-- Stated problem --
Copy the data below line for line, keeping every character unchanged.

◆ ◆ ◆ ◆

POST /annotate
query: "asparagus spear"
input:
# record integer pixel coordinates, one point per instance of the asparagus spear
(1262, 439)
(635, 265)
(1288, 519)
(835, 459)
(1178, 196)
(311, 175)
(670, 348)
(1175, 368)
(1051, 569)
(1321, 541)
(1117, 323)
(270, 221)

◆ ◆ ◆ ◆

-- Answer in full --
POST /annotate
query: "asparagus spear"
input:
# record integer pixel coordinates, one point per instance of the asparagus spear
(1262, 439)
(635, 265)
(1288, 519)
(835, 459)
(1178, 196)
(311, 175)
(670, 348)
(1175, 368)
(1051, 569)
(1321, 541)
(1117, 323)
(270, 221)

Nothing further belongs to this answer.